§ **YOUR TASK**:
Taking the first line of the listing as the start and the line containing "[segment] store aisle" as the end, reproduce everything in between exactly, both ends included.

§ **RECORDS FOR THIS EXERCISE**:

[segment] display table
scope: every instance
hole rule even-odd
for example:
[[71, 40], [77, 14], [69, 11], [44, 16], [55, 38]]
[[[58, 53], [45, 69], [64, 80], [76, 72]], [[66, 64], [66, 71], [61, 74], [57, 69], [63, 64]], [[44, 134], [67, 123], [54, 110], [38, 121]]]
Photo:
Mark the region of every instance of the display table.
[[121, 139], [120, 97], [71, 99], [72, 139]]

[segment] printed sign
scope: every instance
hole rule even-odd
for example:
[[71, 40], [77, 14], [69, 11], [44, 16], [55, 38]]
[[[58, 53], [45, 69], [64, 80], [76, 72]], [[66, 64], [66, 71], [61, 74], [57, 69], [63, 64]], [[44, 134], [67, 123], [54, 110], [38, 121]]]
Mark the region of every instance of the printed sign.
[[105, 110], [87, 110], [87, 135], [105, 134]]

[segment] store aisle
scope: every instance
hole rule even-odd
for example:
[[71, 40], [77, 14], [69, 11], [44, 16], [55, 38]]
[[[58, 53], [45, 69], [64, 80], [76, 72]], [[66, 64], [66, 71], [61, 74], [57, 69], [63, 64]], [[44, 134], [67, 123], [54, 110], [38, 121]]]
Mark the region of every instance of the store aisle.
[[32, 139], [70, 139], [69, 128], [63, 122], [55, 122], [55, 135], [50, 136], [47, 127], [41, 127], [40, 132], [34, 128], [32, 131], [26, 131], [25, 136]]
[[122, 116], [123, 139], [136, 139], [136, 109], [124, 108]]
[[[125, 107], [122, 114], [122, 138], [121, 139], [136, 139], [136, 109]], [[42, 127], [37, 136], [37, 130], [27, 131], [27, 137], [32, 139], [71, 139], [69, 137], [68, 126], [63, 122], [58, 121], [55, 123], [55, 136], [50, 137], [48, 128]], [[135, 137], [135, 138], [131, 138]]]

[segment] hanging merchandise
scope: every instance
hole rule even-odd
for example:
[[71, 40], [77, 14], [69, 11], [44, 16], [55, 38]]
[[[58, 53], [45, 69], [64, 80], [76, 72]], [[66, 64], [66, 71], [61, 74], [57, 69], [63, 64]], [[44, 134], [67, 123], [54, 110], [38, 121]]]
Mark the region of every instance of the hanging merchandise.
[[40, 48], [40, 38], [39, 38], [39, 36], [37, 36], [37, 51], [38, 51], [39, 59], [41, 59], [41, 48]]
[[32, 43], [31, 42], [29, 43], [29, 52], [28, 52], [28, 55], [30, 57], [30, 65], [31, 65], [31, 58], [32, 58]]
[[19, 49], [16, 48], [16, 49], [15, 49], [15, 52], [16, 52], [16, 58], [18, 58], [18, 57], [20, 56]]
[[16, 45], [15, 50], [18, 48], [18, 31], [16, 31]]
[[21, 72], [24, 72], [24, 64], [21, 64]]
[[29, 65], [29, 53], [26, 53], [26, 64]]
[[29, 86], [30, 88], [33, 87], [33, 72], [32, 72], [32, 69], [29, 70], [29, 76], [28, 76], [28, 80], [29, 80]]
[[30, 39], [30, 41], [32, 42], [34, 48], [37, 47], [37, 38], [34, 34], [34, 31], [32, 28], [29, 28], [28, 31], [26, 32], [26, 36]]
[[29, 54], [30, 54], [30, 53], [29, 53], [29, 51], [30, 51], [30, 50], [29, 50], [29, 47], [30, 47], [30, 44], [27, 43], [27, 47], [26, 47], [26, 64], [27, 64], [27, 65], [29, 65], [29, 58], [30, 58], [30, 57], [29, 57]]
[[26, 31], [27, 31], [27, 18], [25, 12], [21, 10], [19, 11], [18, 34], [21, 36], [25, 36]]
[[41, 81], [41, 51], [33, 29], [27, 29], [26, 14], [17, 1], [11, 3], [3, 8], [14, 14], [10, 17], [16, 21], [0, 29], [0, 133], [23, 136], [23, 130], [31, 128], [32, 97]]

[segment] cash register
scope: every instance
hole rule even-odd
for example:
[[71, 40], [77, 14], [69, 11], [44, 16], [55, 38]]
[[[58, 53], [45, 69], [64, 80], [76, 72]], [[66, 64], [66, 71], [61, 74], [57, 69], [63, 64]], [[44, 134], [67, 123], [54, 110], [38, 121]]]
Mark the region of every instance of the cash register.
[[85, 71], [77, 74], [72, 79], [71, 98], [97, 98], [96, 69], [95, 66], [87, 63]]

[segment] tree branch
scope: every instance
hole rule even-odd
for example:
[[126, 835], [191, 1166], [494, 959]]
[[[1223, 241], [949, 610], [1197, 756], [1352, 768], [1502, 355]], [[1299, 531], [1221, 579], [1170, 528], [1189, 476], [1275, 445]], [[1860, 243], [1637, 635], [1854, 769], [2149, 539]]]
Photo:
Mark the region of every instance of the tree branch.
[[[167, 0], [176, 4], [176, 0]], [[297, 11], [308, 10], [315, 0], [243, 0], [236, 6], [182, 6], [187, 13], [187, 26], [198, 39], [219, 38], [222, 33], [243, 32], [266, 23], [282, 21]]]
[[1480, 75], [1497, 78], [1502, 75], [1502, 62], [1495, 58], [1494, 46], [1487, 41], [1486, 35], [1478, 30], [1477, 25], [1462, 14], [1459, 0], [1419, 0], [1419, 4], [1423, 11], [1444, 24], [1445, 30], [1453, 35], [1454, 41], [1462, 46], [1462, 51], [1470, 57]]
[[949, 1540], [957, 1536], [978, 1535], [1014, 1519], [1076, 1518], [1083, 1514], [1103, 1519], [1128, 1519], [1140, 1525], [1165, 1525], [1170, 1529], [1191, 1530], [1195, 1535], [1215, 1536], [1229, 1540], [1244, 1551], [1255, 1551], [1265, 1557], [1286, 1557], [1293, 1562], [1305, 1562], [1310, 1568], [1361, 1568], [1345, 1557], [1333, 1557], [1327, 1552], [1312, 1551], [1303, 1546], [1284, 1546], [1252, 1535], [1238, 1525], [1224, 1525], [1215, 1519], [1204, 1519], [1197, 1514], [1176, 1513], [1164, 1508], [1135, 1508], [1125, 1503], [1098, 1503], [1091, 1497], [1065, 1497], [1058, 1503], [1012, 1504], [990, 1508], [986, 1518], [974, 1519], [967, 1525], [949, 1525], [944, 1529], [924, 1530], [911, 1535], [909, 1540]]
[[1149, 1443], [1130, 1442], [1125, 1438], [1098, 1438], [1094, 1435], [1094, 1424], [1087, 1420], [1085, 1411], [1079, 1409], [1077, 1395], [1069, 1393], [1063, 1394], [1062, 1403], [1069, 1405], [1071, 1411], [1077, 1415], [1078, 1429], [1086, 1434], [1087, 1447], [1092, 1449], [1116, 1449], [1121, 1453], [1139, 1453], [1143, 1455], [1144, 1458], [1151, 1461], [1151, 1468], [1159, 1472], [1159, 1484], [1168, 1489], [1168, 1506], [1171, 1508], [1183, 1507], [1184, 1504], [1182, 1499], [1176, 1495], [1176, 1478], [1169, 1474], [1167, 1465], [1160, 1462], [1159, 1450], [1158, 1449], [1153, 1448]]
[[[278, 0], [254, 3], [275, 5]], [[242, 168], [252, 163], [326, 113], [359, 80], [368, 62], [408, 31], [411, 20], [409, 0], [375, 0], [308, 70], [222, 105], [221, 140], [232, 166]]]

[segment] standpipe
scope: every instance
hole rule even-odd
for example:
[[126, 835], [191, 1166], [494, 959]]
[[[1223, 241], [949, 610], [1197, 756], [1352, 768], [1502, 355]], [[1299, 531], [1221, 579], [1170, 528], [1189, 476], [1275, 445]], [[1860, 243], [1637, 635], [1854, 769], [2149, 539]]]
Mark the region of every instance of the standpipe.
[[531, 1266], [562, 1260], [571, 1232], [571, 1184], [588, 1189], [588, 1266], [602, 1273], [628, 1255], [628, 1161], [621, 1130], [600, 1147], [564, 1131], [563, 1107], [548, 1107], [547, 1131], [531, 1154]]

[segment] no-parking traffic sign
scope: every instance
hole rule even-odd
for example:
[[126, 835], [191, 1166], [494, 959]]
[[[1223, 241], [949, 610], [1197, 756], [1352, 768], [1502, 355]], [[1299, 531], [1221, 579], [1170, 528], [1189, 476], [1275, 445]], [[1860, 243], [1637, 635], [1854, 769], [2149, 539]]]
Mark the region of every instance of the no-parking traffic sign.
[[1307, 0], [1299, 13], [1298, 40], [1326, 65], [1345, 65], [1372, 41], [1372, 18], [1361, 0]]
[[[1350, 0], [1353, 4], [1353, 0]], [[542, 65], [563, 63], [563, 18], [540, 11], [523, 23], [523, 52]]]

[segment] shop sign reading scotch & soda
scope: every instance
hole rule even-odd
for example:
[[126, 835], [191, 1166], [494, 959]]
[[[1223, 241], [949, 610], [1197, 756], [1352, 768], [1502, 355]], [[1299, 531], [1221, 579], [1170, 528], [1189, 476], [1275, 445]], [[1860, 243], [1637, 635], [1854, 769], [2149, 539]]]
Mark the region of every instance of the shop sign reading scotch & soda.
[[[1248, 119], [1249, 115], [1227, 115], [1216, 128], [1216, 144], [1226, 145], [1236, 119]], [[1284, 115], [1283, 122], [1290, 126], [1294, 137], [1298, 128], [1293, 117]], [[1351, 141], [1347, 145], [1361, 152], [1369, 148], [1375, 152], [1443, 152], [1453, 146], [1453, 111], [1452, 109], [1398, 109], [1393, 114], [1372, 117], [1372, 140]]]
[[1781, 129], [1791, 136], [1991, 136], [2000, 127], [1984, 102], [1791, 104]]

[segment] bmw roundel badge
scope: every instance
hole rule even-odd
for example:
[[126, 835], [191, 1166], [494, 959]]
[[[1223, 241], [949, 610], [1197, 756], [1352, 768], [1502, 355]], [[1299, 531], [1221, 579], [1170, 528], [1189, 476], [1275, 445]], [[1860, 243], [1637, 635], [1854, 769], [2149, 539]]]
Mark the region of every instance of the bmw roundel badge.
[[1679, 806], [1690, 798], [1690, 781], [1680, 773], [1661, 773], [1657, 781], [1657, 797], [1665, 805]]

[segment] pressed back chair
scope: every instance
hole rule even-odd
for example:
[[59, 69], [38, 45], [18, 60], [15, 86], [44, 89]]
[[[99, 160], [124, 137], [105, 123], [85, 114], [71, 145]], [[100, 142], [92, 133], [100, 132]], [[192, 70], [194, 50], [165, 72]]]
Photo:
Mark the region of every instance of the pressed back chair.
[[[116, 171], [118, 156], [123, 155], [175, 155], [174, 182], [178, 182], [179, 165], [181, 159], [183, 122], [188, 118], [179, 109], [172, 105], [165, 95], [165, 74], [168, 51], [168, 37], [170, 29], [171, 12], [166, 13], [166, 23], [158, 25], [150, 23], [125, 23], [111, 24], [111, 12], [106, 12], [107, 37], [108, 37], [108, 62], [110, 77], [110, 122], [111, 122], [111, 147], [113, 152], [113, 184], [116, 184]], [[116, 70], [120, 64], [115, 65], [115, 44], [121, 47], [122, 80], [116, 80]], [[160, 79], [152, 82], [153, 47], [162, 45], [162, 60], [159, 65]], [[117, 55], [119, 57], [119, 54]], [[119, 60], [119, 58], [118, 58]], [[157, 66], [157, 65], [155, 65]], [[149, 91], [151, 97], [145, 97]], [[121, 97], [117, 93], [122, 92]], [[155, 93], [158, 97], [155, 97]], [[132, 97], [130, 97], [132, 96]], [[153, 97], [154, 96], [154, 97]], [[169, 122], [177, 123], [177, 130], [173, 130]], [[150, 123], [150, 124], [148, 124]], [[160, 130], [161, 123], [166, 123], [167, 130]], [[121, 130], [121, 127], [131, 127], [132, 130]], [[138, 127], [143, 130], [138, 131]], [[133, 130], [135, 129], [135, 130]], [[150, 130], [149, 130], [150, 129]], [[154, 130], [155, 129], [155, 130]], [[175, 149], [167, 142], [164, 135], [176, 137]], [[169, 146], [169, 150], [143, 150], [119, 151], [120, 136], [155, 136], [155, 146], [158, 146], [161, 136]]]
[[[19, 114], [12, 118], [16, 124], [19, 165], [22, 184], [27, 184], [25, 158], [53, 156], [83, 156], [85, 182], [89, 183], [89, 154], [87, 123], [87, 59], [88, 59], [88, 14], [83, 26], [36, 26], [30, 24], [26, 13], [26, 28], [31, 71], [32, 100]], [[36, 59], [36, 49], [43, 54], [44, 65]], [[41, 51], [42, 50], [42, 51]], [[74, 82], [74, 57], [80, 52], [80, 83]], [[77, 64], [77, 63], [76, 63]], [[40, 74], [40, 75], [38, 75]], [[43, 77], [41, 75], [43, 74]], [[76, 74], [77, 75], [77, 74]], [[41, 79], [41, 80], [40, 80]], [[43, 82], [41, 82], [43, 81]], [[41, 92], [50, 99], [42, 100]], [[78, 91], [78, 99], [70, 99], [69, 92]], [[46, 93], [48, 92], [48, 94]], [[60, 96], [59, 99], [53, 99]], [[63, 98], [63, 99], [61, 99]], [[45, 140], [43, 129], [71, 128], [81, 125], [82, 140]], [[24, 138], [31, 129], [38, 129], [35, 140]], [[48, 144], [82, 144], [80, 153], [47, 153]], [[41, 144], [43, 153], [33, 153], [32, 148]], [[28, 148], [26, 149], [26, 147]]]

§ **EXERCISE RESULT**:
[segment] display table
scope: every instance
hole rule even-odd
for example:
[[71, 40], [77, 14], [69, 11], [44, 16], [55, 38]]
[[[58, 53], [45, 69], [64, 80], [76, 72]], [[66, 64], [66, 71], [61, 74], [57, 69], [63, 64]], [[44, 134], [67, 123], [54, 110], [38, 121]]]
Photo:
Mark the region of every instance of the display table.
[[121, 139], [120, 97], [71, 99], [72, 139]]

[segment] printed sign
scope: every instance
hole rule even-odd
for example:
[[71, 40], [77, 14], [69, 11], [44, 16], [55, 38]]
[[[58, 53], [45, 69], [64, 80], [76, 72]], [[66, 64], [66, 71], [61, 74], [57, 69], [63, 64]], [[44, 134], [67, 123], [54, 110], [38, 121]]]
Mark the region of every instance of the printed sign.
[[105, 110], [87, 110], [87, 135], [105, 134]]

[segment] store aisle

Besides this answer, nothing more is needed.